Reproduce the entire listing below verbatim.

# Dataset records
────────────────────

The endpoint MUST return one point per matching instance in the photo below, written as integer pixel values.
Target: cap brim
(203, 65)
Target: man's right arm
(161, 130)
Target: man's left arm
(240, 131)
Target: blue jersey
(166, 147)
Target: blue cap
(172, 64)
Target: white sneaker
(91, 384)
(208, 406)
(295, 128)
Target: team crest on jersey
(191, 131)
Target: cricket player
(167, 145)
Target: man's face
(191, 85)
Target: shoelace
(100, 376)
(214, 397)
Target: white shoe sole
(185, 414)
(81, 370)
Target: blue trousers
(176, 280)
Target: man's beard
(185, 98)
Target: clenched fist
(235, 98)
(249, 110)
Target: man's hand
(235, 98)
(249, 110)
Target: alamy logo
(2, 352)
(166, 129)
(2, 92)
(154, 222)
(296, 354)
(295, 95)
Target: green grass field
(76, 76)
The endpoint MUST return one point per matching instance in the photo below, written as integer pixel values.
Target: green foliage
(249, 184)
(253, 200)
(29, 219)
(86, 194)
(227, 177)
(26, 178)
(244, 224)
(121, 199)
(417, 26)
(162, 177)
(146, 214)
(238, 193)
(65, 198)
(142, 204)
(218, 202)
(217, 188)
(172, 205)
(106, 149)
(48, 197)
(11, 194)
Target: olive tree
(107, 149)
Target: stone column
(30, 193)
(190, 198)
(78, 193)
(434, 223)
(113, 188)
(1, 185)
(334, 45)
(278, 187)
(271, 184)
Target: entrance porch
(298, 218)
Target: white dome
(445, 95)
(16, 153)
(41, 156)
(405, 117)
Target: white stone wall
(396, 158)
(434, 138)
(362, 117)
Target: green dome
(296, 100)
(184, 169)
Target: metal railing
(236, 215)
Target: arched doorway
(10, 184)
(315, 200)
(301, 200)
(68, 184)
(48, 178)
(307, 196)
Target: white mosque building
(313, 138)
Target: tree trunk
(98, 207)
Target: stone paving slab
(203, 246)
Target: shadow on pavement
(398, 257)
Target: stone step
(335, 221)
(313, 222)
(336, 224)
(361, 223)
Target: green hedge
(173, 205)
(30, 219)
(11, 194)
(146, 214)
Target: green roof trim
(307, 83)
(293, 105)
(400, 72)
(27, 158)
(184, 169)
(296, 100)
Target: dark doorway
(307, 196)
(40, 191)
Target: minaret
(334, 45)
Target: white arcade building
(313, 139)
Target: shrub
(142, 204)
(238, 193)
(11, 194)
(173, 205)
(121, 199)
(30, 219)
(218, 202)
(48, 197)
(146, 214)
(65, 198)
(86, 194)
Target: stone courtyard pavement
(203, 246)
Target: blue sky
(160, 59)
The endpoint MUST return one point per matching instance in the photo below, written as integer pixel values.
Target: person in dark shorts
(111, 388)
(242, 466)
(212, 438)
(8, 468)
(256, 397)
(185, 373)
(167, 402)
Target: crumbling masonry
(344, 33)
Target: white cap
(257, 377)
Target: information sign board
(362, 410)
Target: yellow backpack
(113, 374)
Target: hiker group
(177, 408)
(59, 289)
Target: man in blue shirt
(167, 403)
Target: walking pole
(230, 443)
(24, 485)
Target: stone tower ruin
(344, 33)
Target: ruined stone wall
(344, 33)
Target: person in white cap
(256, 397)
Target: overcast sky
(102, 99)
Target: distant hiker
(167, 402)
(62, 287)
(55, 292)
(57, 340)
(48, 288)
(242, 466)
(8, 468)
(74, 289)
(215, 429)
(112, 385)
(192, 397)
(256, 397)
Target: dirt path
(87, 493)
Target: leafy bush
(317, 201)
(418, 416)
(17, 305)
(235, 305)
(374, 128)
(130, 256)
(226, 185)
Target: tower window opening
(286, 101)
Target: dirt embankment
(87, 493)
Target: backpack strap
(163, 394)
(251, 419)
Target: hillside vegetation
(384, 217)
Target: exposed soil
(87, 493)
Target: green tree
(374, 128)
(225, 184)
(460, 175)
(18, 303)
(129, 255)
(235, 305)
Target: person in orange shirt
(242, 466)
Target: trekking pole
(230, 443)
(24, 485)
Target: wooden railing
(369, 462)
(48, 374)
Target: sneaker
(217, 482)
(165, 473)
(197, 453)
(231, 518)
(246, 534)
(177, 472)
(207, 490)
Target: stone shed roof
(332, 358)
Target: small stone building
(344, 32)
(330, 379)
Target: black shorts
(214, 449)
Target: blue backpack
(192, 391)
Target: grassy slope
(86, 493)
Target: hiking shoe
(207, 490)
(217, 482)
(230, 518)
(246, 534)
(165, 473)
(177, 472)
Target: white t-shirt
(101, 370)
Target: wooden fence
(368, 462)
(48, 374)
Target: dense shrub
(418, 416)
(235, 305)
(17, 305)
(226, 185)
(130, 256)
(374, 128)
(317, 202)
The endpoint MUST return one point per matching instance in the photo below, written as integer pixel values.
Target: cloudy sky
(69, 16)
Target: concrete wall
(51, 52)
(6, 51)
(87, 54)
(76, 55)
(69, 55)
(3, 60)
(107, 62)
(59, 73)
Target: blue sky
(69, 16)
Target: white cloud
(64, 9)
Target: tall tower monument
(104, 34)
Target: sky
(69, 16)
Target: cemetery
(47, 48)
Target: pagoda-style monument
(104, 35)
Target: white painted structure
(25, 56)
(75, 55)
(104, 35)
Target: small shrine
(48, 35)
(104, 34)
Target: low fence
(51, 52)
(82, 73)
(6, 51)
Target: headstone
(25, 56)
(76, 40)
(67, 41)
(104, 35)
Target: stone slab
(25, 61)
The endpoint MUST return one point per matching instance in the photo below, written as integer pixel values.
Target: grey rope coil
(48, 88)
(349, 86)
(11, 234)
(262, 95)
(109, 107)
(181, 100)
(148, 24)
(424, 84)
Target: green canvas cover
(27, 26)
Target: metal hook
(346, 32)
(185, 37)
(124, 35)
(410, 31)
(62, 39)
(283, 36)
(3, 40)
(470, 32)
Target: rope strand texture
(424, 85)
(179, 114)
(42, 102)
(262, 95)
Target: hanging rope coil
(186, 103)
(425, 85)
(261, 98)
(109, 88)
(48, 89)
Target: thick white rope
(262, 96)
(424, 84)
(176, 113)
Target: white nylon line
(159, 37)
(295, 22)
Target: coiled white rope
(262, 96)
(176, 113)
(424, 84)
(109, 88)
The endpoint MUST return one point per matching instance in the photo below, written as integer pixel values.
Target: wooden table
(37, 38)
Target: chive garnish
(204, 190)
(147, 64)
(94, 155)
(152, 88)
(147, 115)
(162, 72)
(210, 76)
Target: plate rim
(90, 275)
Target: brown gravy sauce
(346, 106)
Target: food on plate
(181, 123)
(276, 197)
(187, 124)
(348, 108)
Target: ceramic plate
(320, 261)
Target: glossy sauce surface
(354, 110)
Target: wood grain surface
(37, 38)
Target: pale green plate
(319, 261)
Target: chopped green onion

────────────────────

# Expected answer
The endpoint MUST return one point per matching instance in the photo below, written as integer pixel values.
Target: cap brim
(203, 65)
Target: man's right arm
(161, 130)
Target: man's left arm
(240, 131)
Target: blue jersey
(166, 147)
Target: blue cap
(172, 64)
Target: white sneaker
(91, 384)
(208, 406)
(295, 128)
Target: team crest on jersey
(191, 131)
Target: cricket player
(167, 145)
Target: man's face
(191, 85)
Target: shoelace
(100, 376)
(214, 397)
Target: white shoe sole
(185, 414)
(81, 370)
Target: blue trousers
(176, 280)
Target: man's beard
(185, 98)
Target: clenched fist
(235, 98)
(249, 110)
Target: man's hand
(235, 98)
(249, 110)
Target: alamy logo
(2, 352)
(166, 129)
(2, 92)
(154, 222)
(296, 354)
(295, 95)
Target: green grass field
(76, 76)
The endpoint MUST return one point per matching instance in the photo below, written as integer pixel values.
Target: green foliage
(249, 184)
(253, 200)
(29, 219)
(86, 194)
(227, 177)
(26, 178)
(244, 224)
(121, 199)
(417, 26)
(162, 177)
(146, 214)
(238, 193)
(65, 198)
(142, 204)
(218, 202)
(217, 188)
(172, 205)
(106, 149)
(48, 197)
(11, 194)
Target: olive tree
(107, 149)
Target: stone column
(30, 193)
(190, 198)
(78, 193)
(434, 223)
(113, 188)
(1, 185)
(334, 45)
(278, 187)
(271, 184)
Target: entrance porch
(298, 218)
Target: white dome
(445, 95)
(16, 153)
(41, 156)
(405, 117)
Target: white stone wall
(396, 158)
(434, 138)
(362, 117)
Target: green dome
(296, 100)
(184, 169)
Target: metal railing
(236, 215)
Target: arched doorway
(10, 184)
(315, 200)
(301, 200)
(68, 184)
(48, 178)
(307, 196)
Target: white mosque building
(313, 138)
Target: tree trunk
(98, 207)
Target: stone paving slab
(203, 246)
Target: shadow on pavement
(398, 257)
Target: stone step
(335, 221)
(313, 222)
(336, 224)
(361, 223)
Target: green hedge
(173, 205)
(30, 219)
(11, 194)
(146, 214)
Target: green roof trim
(307, 83)
(293, 105)
(400, 72)
(27, 158)
(184, 169)
(296, 100)
Target: dark doorway
(307, 196)
(40, 191)
Target: minaret
(334, 45)
Target: white arcade building
(313, 139)
Target: shrub
(142, 204)
(238, 193)
(11, 194)
(173, 205)
(121, 199)
(30, 219)
(218, 202)
(48, 197)
(146, 214)
(65, 198)
(86, 194)
Target: stone courtyard pavement
(203, 246)
Target: blue sky
(160, 59)
The endpoint MUST return one point per matching instance in the photo below, written as integer pixel values.
Target: person in dark shorts
(111, 388)
(242, 466)
(212, 438)
(8, 468)
(256, 397)
(185, 373)
(167, 402)
Target: crumbling masonry
(344, 33)
Target: white cap
(257, 377)
Target: information sign board
(362, 410)
Target: yellow backpack
(113, 374)
Target: hiker group
(177, 408)
(59, 289)
Target: man in blue shirt
(167, 403)
Target: walking pole
(230, 443)
(24, 485)
Target: stone tower ruin
(344, 33)
Target: ruined stone wall
(344, 33)
Target: person in white cap
(256, 397)
Target: overcast sky
(102, 99)
Target: distant hiker
(167, 402)
(62, 287)
(55, 292)
(57, 340)
(48, 288)
(242, 466)
(8, 468)
(74, 289)
(215, 429)
(112, 385)
(192, 397)
(256, 397)
Target: dirt path
(87, 493)
Target: leafy bush
(317, 201)
(418, 416)
(17, 305)
(235, 305)
(374, 128)
(130, 256)
(226, 185)
Target: tower window opening
(286, 101)
Target: dirt embankment
(87, 493)
Target: backpack strap
(163, 394)
(251, 419)
Target: hillside vegetation
(384, 217)
Target: exposed soil
(87, 493)
Target: green tree
(374, 128)
(225, 184)
(460, 175)
(18, 303)
(129, 255)
(235, 305)
Target: person in orange shirt
(242, 466)
Target: trekking pole
(230, 443)
(24, 485)
Target: wooden railing
(369, 462)
(48, 374)
Target: sneaker
(217, 482)
(165, 473)
(197, 453)
(231, 518)
(246, 534)
(177, 472)
(207, 490)
Target: stone shed roof
(332, 358)
Target: small stone building
(344, 32)
(330, 379)
Target: black shorts
(214, 449)
Target: blue backpack
(192, 391)
Target: grassy slope
(86, 493)
Target: hiking shoe
(207, 490)
(217, 482)
(230, 518)
(246, 534)
(165, 473)
(177, 472)
Target: white t-shirt
(101, 370)
Target: wooden fence
(368, 462)
(48, 374)
Target: dense shrub
(418, 416)
(235, 305)
(17, 305)
(226, 185)
(130, 256)
(374, 128)
(317, 202)
The endpoint MUST return one point per matching instance in the photo below, written as integer pixel values.
Target: cloudy sky
(69, 16)
Target: concrete wall
(51, 52)
(6, 51)
(87, 54)
(76, 55)
(69, 55)
(3, 60)
(107, 62)
(59, 73)
Target: blue sky
(69, 16)
Target: white cloud
(64, 9)
Target: tall tower monument
(104, 34)
Target: sky
(69, 16)
Target: cemetery
(47, 48)
Target: pagoda-style monument
(104, 35)
Target: white painted structure
(25, 56)
(75, 55)
(104, 35)
Target: small shrine
(48, 35)
(104, 34)
Target: low fence
(51, 52)
(82, 73)
(6, 51)
Target: headstone
(25, 56)
(76, 40)
(67, 41)
(104, 35)
Target: stone slab
(25, 61)
The endpoint MUST return one point per matching instance in the photo below, written as integer pixel values.
Target: grey rope coil
(48, 88)
(349, 86)
(11, 234)
(262, 95)
(109, 107)
(181, 100)
(148, 24)
(424, 84)
Target: green canvas cover
(27, 26)
Target: metal hook
(346, 32)
(185, 37)
(124, 35)
(410, 31)
(62, 39)
(283, 36)
(3, 40)
(470, 32)
Target: rope strand texture
(424, 85)
(179, 114)
(42, 102)
(262, 95)
Target: hanging rope coil
(186, 103)
(425, 85)
(261, 98)
(109, 88)
(48, 89)
Target: thick white rope
(262, 96)
(424, 84)
(176, 113)
Target: white nylon line
(159, 37)
(295, 22)
Target: coiled white rope
(262, 96)
(176, 113)
(424, 84)
(109, 88)
The endpoint MUST return one point per matching instance in the photo below, written as integer pixel values.
Target: wooden table
(37, 38)
Target: chive garnish
(204, 190)
(147, 64)
(94, 155)
(152, 88)
(147, 115)
(162, 72)
(210, 76)
Target: plate rim
(90, 275)
Target: brown gravy sauce
(346, 106)
Target: food on plate
(181, 123)
(276, 197)
(187, 124)
(348, 108)
Target: ceramic plate
(320, 261)
Target: glossy sauce surface
(354, 110)
Target: wood grain surface
(37, 38)
Target: pale green plate
(319, 261)
Target: chopped green onion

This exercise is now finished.